> [Image location labeling entries]:

"""

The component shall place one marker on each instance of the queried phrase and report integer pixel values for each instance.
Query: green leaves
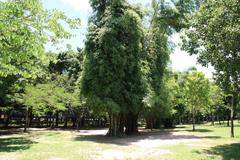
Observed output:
(25, 27)
(214, 36)
(112, 75)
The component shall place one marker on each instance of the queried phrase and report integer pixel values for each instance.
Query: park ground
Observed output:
(206, 143)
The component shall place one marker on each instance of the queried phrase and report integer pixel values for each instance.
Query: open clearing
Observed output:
(207, 142)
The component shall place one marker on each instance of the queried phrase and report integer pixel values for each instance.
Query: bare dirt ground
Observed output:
(138, 146)
(128, 147)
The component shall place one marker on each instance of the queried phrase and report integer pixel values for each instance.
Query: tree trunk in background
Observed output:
(26, 126)
(122, 123)
(131, 124)
(57, 119)
(114, 125)
(212, 118)
(232, 118)
(7, 119)
(228, 120)
(149, 122)
(193, 118)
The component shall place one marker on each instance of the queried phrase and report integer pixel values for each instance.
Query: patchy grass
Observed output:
(206, 143)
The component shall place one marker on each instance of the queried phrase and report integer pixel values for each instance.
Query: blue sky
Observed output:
(180, 60)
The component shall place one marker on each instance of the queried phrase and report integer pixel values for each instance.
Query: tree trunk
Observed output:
(131, 124)
(6, 119)
(193, 119)
(232, 118)
(57, 119)
(26, 126)
(212, 118)
(228, 120)
(114, 125)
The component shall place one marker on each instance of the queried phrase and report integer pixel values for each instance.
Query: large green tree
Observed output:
(112, 77)
(25, 28)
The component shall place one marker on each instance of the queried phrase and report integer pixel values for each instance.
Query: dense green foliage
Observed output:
(112, 78)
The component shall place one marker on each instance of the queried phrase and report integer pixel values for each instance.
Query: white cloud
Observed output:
(79, 5)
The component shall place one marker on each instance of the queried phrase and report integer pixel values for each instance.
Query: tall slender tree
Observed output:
(112, 78)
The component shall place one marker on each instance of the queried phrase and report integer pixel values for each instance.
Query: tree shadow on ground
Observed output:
(227, 152)
(199, 130)
(14, 144)
(164, 137)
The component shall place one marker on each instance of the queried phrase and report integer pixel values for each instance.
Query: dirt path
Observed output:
(137, 147)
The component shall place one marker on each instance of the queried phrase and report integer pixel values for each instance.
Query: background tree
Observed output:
(112, 78)
(214, 36)
(196, 92)
(25, 28)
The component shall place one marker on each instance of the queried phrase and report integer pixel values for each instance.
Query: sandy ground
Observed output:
(136, 147)
(129, 147)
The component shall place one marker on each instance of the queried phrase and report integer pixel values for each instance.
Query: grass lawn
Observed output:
(207, 143)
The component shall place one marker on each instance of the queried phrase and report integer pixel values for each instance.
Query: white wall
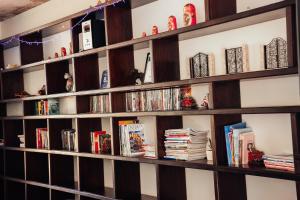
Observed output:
(43, 14)
(280, 91)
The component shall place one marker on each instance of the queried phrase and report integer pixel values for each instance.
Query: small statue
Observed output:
(204, 102)
(172, 23)
(136, 76)
(42, 91)
(69, 83)
(187, 101)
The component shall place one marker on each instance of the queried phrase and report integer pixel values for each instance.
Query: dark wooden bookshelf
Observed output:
(31, 173)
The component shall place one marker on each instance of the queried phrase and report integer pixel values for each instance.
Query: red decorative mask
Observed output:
(189, 15)
(172, 23)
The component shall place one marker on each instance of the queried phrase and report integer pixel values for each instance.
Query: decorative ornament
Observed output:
(69, 83)
(42, 91)
(144, 34)
(172, 23)
(237, 59)
(187, 101)
(189, 15)
(275, 54)
(154, 30)
(136, 76)
(63, 52)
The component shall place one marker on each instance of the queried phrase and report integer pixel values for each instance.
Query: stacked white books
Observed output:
(185, 144)
(281, 162)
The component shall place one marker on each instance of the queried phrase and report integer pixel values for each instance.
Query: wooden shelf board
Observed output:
(240, 76)
(256, 15)
(260, 171)
(249, 110)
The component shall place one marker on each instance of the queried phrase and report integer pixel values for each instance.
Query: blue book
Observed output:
(236, 136)
(227, 130)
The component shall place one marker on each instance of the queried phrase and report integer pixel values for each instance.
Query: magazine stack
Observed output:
(281, 162)
(131, 138)
(185, 144)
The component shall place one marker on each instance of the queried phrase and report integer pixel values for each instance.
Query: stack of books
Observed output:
(68, 137)
(149, 151)
(22, 140)
(100, 142)
(99, 104)
(185, 144)
(154, 100)
(131, 138)
(239, 140)
(42, 141)
(281, 162)
(47, 107)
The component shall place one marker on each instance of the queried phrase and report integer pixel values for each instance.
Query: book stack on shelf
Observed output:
(185, 144)
(149, 151)
(22, 140)
(100, 142)
(99, 104)
(154, 100)
(47, 107)
(281, 162)
(68, 139)
(42, 141)
(239, 140)
(132, 139)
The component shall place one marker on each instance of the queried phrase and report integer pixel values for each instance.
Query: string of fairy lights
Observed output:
(90, 10)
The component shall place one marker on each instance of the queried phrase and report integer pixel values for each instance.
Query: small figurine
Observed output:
(189, 15)
(69, 83)
(136, 76)
(172, 23)
(255, 157)
(42, 91)
(154, 30)
(205, 102)
(187, 101)
(63, 51)
(71, 48)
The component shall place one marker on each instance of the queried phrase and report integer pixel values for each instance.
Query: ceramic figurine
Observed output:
(172, 23)
(154, 30)
(63, 51)
(189, 15)
(69, 83)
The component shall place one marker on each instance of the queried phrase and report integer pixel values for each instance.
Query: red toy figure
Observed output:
(154, 30)
(63, 51)
(189, 15)
(172, 23)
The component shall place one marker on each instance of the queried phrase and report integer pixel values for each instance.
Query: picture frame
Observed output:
(199, 65)
(237, 59)
(276, 54)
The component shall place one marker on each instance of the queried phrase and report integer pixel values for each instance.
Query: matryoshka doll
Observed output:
(154, 30)
(172, 23)
(189, 15)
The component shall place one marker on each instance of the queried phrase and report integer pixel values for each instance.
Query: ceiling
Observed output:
(10, 8)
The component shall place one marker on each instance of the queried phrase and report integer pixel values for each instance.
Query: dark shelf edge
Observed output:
(260, 171)
(240, 76)
(249, 110)
(202, 25)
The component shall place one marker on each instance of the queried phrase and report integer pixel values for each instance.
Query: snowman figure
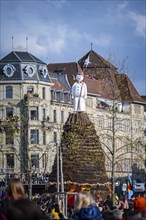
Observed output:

"""

> [CHALLENGE]:
Print all of the records shown above exactly, leaving out each picture.

> [TASK RESULT]:
The component shall place one marker on each instance of the queried phrase and report integer pixel values for each instance.
Query: green leaves
Observed output:
(25, 27)
(214, 36)
(112, 75)
The component shall place one marker on each instance of the queried phrase and report integer pixel values for each instance.
Query: park ground
Observed output:
(206, 143)
The component shall place one marker on each instance of the queried phrase and report integer pixel values for each instance.
Query: open clearing
Observed output:
(207, 142)
The component shall place one marker on each instance of the queried phrase and report integer pixel values for each instance.
Query: bare dirt ground
Observed output:
(138, 146)
(128, 147)
The component shall place one marker on each instance of the queried phrase and report integer pixel values for each instance.
Query: tree trunk in background
Observed output:
(26, 126)
(122, 123)
(131, 124)
(57, 119)
(114, 125)
(212, 118)
(232, 118)
(7, 119)
(228, 120)
(149, 122)
(193, 118)
The component shall place one marker on each instance of the queried phrase and report integer pixel values for each instance.
Query: patchy grass
Observed output:
(206, 143)
The component shall place one marker on each instance of the queried phrase and report integer pixel values for each instance.
Query: blue sky
Observed output:
(180, 60)
The component shall place one marker on each instance of the queried phrase and report integer pixel values for each instance.
Query: tree trunk
Observed output:
(131, 124)
(6, 119)
(193, 119)
(232, 118)
(57, 119)
(26, 126)
(212, 118)
(228, 120)
(114, 125)
The component shall place one marker on each instance of the queried phrase and report integer pixel values for each instance.
Query: large green tree
Observed output:
(112, 77)
(25, 28)
The component shall place one marker on each instance of the queried phrase and report integer pixel values for each instance.
Query: dense green foliage
Observed output:
(112, 78)
The component shall place one marker on each instance of the queried phrase and report integer pixel values for each instance.
Query: white cloud
Observed output:
(79, 5)
The component shall place one marker on each instance of the queried phrase and report integer pixel values for each instance.
Query: tall slender tree
Observed output:
(112, 78)
The component shall place one marker on each instance of the queried phrase and report integer pixel values for each instance.
Query: tree shadow on ground
Observed output:
(227, 152)
(199, 130)
(14, 144)
(164, 137)
The component shall place one marker on each instance of the queried phrase and report integer pixel values for each instance.
Query: dirt path
Observed output:
(137, 147)
The component shall place one marker on each instance of the queried phrase and report integer pixel values for each instance.
Query: background tree
Observed output:
(112, 78)
(214, 36)
(196, 92)
(25, 28)
The component shall place one marker on each instance of the queried phrase and report integer pixel values for each instance.
Query: sandy ground
Observed output:
(136, 147)
(129, 147)
The component shall place one marker on each instance of the queried phrase and report integer pixel values for each instance.
Query: grass lawn
Observed output:
(207, 143)
The component shall place one marker on each instance of the queried phrase and report integer pixel values for each instance.
Query: white wall
Observed output:
(43, 14)
(280, 91)
The component shall place one marker on each instance of the queried phrase and report integer pixel values for each instance.
Query: small statue
Observed output:
(204, 102)
(172, 23)
(136, 76)
(42, 91)
(69, 83)
(187, 101)
The component shall place one marker on each instance of the queried phrase and report integer pixel values for each instance.
Query: dark wooden bookshelf
Observed output:
(31, 173)
The component shall place one marker on each instance of the queried phrase and report integer pixel values for each instance.
Query: red decorative mask
Observed output:
(189, 15)
(172, 23)
The component shall place one marker on each instance of the queried phrase and report integer pixel values for each instance.
Query: decorative ornament
Observed output:
(69, 83)
(42, 91)
(144, 34)
(172, 23)
(237, 59)
(187, 101)
(189, 15)
(275, 54)
(154, 30)
(136, 76)
(63, 52)
The component shall place one marker on each instance of the queried phrase and report integer pixel values for each instance.
Query: stacked white books
Observed output:
(185, 144)
(281, 162)
The component shall place one marker on each instance of the queried phrase and report integer pixel values for each instance.
Query: wooden shelf board
Observed output:
(240, 76)
(256, 15)
(260, 171)
(249, 110)
The component shall place one marker on each instance of the queried phrase and report integer pixel values for each instance.
Query: blue book
Observed output:
(236, 136)
(227, 130)
The component shall place one marker on each instance of the queried phrase and report integer pixel values for each instance.
Query: magazine stack
Observed output:
(281, 162)
(131, 138)
(185, 144)
The component shall place one marker on each instance of the queried phrase and report integer pixel values for each instance.
Query: stack of books
Observed output:
(68, 137)
(149, 151)
(22, 140)
(100, 142)
(99, 104)
(185, 144)
(154, 100)
(131, 138)
(239, 140)
(42, 141)
(281, 162)
(47, 107)
The component shall place one marker on each instance of the queried phrase and report integer pixel values for each instance.
Query: book stack on shelf
Observed output:
(185, 144)
(149, 151)
(22, 140)
(100, 142)
(99, 104)
(154, 100)
(47, 107)
(281, 162)
(68, 139)
(42, 141)
(239, 140)
(132, 139)
The component shall place one marker on each instance of the queried phrase and report integer pixel values for each instance.
Query: string of fairy lights
Observed output:
(90, 10)
The component shall place one marker on each instance of the queried phrase and report integer pixel values for each instance.
Query: small figurine
Observed output:
(189, 15)
(69, 83)
(136, 76)
(172, 23)
(255, 157)
(42, 91)
(154, 30)
(205, 102)
(187, 101)
(63, 51)
(71, 48)
The component shall place one marker on each instance of the queried phrase and report integer pixel values for each instance.
Query: ceramic figurine
Observed output:
(172, 23)
(154, 30)
(63, 51)
(189, 15)
(69, 83)
The component shall place one marker on each instance of the queried phrase and report integer pixel values for each instance.
Query: red toy figure
Observed output:
(154, 30)
(63, 51)
(189, 15)
(172, 23)
The component shall place one marker on each instance of the queried phrase and report integer pixel values for each instance.
Query: picture frame
Observed output:
(199, 65)
(237, 59)
(276, 54)
The component shall place one marker on each instance of the queried phrase and report integer pixel values for each instance.
Query: matryoshka doll
Observed output:
(154, 30)
(172, 23)
(189, 15)
The component shall place one marker on each instance of the queried phrase and report integer pixel values for each instance.
Query: ceiling
Observed output:
(10, 8)
The component shall place one marker on each instance of the queried phrase and report integer pixel values for each instance.
Query: dark shelf edge
Observed output:
(260, 171)
(240, 76)
(249, 110)
(202, 25)
The component shall place one marker on each instance of the queried phrase and report integer pixel values for each instance.
Query: snowman figure
Observed output:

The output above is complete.